Update the portion of the data that opens with the line containing "the striped necktie" and closes with the line containing "column 367, row 99" by changing "lineup board" to "roster board", leaving all else unchanged. Return only those lines.

▸ Extracted information
============
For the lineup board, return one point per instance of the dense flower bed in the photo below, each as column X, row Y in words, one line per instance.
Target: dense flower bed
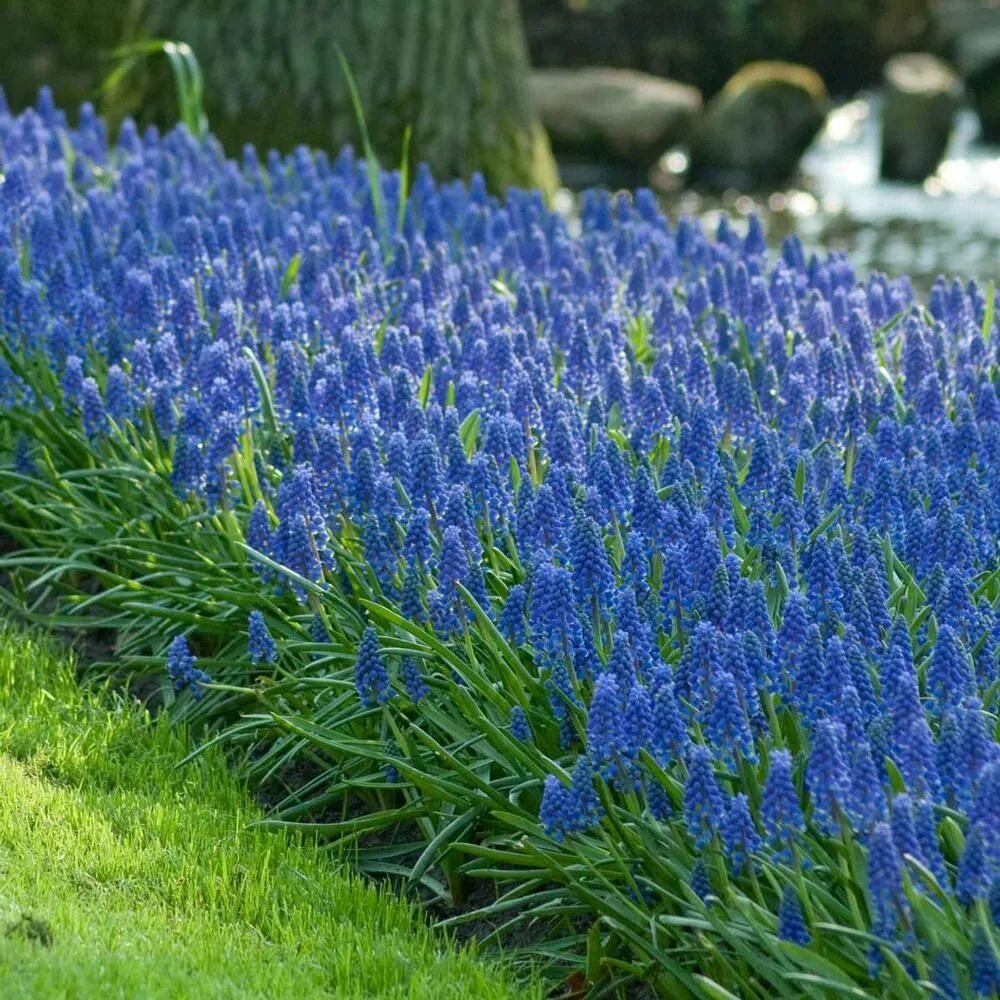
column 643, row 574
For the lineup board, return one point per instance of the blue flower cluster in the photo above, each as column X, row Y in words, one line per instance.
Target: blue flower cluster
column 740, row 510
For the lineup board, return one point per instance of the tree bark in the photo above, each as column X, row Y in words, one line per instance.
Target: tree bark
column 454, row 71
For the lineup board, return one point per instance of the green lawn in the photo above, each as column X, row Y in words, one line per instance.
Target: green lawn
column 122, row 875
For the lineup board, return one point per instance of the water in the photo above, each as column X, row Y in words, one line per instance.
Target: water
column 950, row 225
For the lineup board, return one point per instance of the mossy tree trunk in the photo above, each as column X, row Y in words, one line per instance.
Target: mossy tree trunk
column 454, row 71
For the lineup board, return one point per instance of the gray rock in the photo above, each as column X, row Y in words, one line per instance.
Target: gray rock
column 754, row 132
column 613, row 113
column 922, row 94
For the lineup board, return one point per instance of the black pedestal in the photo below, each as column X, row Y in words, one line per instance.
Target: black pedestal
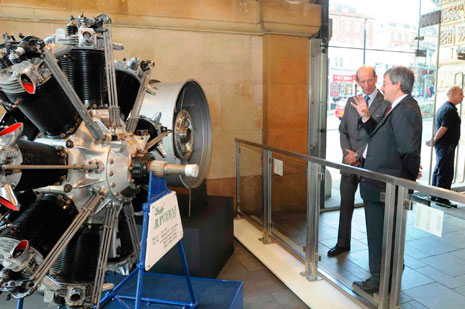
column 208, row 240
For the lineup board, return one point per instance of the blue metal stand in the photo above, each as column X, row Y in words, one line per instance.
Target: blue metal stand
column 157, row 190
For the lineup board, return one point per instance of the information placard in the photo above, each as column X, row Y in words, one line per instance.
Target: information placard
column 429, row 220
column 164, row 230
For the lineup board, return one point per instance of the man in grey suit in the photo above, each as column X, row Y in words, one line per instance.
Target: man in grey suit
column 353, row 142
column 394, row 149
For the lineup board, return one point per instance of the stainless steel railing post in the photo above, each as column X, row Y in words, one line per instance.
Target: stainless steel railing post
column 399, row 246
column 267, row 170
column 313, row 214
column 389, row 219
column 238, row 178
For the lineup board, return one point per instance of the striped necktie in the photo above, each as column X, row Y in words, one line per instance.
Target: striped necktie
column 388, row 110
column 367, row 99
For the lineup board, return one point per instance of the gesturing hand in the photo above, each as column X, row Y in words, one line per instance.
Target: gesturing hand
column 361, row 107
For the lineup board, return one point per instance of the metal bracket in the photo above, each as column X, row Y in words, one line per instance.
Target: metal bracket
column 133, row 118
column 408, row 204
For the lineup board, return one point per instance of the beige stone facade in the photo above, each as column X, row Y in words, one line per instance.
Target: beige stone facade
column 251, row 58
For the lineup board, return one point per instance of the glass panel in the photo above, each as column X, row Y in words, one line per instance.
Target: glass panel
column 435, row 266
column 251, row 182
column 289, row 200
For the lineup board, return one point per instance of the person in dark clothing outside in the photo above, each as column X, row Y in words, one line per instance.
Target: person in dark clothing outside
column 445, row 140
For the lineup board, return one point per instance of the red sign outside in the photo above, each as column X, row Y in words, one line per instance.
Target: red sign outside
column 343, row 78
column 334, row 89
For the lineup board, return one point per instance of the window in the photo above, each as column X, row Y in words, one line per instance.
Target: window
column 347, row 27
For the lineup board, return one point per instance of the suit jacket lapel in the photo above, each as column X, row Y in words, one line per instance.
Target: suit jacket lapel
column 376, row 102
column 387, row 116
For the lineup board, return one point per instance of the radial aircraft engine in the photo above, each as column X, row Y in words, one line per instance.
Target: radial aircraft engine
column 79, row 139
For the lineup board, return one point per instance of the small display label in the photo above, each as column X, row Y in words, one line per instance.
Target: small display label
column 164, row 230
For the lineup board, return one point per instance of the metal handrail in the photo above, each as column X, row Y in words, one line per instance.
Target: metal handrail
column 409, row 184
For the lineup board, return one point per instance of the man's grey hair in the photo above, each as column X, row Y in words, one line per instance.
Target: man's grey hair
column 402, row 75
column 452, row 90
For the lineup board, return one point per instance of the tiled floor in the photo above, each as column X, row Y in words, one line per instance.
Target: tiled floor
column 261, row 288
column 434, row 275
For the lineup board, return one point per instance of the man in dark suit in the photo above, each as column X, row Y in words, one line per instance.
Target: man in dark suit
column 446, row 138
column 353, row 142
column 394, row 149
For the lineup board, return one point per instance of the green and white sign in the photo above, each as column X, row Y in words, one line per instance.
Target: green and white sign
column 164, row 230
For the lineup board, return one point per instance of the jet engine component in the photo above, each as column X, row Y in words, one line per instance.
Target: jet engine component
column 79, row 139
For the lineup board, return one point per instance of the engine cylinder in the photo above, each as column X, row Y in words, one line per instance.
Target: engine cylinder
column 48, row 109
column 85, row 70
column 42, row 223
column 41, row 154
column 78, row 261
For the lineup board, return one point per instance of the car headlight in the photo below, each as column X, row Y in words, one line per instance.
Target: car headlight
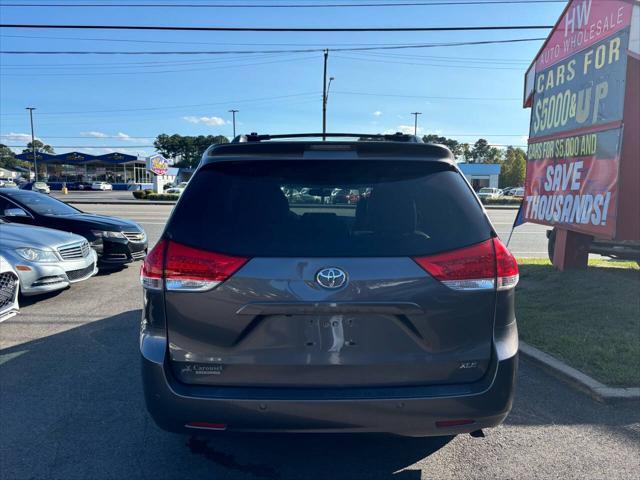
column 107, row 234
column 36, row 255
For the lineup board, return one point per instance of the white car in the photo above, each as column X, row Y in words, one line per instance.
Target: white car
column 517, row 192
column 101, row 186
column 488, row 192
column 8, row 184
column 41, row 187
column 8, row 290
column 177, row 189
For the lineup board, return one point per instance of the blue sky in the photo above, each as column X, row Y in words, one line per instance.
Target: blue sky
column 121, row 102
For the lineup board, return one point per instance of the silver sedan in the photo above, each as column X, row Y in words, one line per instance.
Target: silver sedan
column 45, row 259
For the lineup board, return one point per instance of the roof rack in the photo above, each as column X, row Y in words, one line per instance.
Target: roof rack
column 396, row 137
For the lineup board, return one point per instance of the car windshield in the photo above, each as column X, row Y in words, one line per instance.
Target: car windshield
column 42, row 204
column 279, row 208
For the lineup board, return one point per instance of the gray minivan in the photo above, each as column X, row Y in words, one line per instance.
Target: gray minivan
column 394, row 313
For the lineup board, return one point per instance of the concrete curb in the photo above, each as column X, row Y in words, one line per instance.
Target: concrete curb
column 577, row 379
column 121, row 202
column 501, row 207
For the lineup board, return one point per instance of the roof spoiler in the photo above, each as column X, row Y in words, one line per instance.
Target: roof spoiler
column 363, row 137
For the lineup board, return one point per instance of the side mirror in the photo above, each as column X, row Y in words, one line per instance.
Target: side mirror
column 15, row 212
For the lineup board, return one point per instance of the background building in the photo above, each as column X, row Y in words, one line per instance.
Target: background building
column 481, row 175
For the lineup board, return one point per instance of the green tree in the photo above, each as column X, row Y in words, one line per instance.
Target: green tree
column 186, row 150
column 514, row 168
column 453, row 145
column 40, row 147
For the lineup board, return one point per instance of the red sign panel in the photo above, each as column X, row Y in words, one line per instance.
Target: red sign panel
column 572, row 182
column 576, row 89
============
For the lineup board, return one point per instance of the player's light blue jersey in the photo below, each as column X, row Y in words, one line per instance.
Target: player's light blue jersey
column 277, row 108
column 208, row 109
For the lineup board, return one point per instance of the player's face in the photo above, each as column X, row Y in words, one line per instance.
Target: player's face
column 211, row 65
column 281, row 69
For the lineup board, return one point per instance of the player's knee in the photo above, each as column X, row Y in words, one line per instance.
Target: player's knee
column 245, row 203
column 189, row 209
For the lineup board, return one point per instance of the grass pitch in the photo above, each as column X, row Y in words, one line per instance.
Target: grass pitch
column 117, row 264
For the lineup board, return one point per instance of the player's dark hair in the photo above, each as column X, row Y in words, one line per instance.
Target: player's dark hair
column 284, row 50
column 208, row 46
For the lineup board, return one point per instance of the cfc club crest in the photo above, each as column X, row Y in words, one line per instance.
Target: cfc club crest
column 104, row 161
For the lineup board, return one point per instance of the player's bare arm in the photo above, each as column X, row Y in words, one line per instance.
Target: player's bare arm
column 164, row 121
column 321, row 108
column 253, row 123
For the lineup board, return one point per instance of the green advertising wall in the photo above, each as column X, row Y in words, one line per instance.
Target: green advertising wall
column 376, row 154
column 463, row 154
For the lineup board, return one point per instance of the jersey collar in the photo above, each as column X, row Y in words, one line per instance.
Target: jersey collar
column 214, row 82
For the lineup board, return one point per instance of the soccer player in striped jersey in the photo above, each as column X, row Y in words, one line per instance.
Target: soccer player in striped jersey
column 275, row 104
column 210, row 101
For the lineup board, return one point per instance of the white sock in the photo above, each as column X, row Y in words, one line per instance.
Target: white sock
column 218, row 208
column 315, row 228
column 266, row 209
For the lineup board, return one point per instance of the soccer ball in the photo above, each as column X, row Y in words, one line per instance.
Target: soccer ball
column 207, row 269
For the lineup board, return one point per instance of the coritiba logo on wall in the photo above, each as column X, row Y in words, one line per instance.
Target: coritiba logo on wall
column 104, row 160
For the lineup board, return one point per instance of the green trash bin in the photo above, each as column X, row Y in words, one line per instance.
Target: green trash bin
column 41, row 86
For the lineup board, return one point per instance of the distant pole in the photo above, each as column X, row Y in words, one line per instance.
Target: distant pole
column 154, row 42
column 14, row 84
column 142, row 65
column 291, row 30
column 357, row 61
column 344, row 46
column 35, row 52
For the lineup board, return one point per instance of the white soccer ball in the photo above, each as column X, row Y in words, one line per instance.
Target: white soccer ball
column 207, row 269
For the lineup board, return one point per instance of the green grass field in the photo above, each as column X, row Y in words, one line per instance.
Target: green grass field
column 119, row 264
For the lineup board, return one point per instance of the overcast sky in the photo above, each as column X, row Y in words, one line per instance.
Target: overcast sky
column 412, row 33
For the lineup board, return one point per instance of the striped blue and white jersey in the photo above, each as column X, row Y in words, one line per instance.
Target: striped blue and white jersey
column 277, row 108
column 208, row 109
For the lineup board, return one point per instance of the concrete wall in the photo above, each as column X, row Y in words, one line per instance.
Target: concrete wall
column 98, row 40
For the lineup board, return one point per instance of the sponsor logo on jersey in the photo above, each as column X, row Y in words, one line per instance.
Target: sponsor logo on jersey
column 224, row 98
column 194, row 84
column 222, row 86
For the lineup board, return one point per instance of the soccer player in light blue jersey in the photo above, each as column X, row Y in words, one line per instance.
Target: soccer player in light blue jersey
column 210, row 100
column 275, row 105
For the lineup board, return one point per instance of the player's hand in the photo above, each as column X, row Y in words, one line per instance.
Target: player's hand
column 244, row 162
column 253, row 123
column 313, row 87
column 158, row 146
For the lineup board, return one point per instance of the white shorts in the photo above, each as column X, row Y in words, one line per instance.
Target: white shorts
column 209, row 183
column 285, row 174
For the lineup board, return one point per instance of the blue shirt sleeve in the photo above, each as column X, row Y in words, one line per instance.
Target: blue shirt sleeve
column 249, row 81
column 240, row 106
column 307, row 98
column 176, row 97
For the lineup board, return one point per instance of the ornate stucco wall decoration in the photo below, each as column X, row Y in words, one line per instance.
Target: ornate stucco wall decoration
============
▸ Task response
For the roster board, return one point per instance of the striped necktie in the photo above, each as column X, row Y in words, one line per instance.
Target: striped necktie
column 388, row 110
column 367, row 99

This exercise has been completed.